AUSGANGSTEXT
# # #

Das Interview geht nach dieser Stelle noch rund 3 Minuten. Besser wird es nicht.
Zum Vorschein kommt, was nahezu durchgängig in allen Interviews des öffentlich-rechtlichen Rundfunks zu beobachten ist: Wo dringend und zwingend ein kritisches Nachhaken angebracht wäre, bietet der ÖRR ein Podium für politische Propaganda. Anstatt die Verdrehungen von Spahn geradezurücken und die Aussagen zu dekonstruieren, kommt journalistische Untertänigkeit zum Vorschein.

# # #

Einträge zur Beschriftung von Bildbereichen
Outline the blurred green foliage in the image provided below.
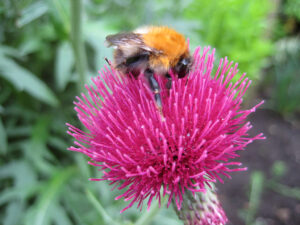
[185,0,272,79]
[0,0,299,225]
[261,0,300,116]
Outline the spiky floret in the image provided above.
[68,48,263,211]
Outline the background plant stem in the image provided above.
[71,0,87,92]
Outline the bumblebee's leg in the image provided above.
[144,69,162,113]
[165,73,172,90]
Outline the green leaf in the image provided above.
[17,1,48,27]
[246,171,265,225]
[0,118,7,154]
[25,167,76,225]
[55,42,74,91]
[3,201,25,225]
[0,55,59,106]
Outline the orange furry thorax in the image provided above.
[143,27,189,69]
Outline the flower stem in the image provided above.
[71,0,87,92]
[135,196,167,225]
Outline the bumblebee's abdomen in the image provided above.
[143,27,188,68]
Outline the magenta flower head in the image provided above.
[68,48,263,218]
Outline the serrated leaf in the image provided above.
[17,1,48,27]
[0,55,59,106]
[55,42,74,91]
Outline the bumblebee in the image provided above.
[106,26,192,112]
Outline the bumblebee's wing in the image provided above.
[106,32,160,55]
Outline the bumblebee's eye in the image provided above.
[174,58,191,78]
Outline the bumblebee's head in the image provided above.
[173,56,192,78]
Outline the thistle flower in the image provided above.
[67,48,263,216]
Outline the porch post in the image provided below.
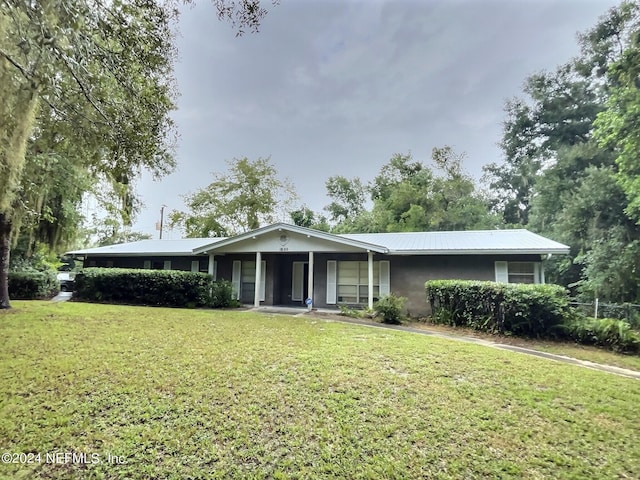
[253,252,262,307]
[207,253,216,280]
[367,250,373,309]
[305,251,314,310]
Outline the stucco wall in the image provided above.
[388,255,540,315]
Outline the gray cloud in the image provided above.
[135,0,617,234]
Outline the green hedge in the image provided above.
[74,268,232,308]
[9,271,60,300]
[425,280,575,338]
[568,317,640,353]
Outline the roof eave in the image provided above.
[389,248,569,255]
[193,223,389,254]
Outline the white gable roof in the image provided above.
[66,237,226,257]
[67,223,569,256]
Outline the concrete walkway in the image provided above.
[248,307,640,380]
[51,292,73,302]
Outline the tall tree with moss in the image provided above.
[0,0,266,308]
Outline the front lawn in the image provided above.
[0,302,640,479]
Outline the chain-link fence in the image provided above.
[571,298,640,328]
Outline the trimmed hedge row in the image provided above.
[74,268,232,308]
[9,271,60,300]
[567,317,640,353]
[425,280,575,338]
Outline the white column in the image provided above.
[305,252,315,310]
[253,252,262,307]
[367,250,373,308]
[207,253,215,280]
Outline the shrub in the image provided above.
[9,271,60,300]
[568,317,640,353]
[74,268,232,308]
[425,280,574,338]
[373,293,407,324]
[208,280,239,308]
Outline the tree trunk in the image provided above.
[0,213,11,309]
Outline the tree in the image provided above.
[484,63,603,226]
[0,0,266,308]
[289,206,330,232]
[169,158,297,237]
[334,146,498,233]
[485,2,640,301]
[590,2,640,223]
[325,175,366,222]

# # #

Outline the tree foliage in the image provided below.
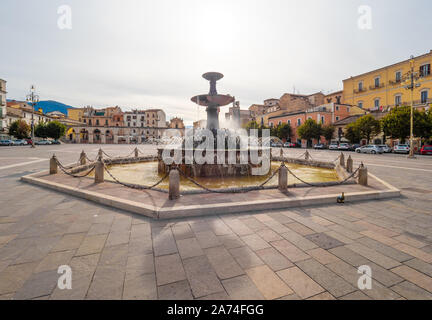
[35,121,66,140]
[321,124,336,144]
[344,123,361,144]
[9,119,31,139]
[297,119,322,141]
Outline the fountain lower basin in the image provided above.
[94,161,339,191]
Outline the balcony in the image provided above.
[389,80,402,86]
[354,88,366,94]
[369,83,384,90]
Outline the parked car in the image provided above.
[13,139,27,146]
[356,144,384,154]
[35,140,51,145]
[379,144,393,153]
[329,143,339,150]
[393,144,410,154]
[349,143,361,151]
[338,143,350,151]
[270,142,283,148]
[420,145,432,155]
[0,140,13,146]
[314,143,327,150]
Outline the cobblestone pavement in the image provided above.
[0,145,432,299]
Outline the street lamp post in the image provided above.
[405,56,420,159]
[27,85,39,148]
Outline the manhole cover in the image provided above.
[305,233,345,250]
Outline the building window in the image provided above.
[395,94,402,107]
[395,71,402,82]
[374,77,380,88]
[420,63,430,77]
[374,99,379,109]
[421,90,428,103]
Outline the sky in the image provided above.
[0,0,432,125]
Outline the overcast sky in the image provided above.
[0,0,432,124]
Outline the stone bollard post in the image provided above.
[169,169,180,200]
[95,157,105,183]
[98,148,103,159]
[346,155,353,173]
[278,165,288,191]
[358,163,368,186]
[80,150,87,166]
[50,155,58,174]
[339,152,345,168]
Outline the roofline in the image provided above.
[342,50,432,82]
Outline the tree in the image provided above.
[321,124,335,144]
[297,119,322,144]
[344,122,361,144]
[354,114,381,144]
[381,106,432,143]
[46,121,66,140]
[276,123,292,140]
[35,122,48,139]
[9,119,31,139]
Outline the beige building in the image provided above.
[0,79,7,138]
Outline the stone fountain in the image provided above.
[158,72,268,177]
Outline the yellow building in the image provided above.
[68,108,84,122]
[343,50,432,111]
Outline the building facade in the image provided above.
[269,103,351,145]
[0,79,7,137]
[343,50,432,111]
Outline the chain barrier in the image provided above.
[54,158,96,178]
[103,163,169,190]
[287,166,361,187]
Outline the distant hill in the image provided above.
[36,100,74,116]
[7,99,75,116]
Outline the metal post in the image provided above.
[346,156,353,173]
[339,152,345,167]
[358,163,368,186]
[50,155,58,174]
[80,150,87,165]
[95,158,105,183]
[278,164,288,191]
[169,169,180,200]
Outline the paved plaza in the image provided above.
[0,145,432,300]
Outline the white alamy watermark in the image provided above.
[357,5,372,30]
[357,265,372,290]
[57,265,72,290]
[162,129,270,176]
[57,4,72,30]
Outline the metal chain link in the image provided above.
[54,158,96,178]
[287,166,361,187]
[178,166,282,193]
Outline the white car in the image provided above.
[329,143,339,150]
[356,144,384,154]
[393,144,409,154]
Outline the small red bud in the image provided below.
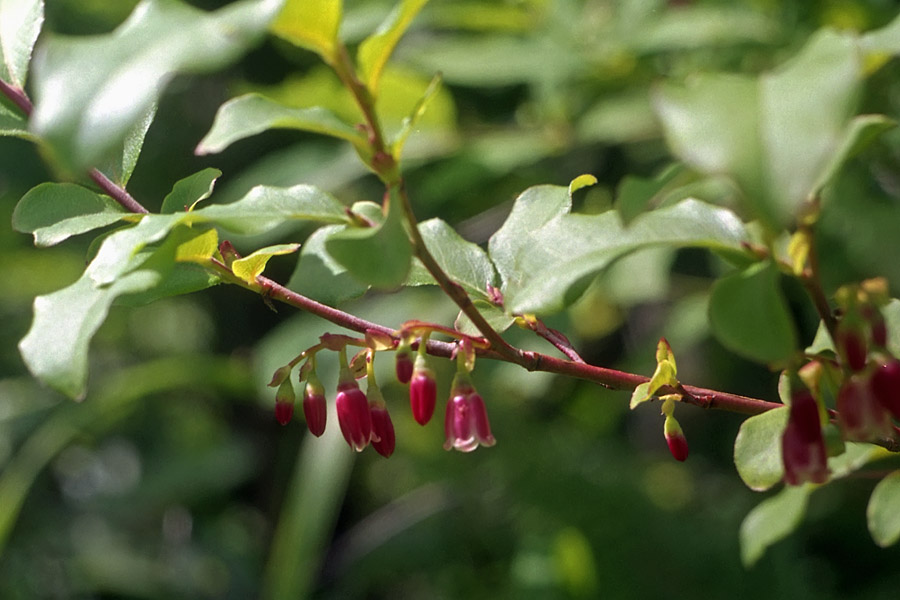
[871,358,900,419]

# # #

AUFGABEN
1. Wie lange läuft das Interview laut Ausgangstext nach der erwähnten Stelle noch weiter?
2. Schreibe den Ausgangstext über das Interview mit Spahn weiter.

ERGEBNISSE
1. Noch rund 3 Minuten.

2.
Schon der erste Satz: „Entscheidend ist ja erstmal grundsätzlich: Wir unterstützen die Ukraine, die sich verteidigt, aber auch unsere Freiheit verteidigt gegen den russischen Kriegstreiber Putin“, schreit nach einem journalistischen „Halt!“. 1. Bei Hunderttausenden von toten, verstümmelten und traumatisierten Soldaten ist der Gebrauch des Begriffs „Unterstützung“ eine politisch beschönigende Formulierung, der ein Journalist nicht folgen sollte. 2. Der Teilsatz „aber auch unsere Freiheit verteidigt“ ist reine politische Propaganda. Die Ukraine „verteidigt“ nicht „unsere Freiheit“ – allenfalls so, wie unsere Freiheit angeblich auch am Hindukusch (Afghanistan) verteidigt worden sein soll (Aussage des damaligen Verteidigungsministers Peter Struck). Die Aussage Spahns ist Teil politischer Propaganda, sie dient dazu, unfassbare Summen für die Ukraine und zur Aufrüstung Deutschlands zu legitimieren.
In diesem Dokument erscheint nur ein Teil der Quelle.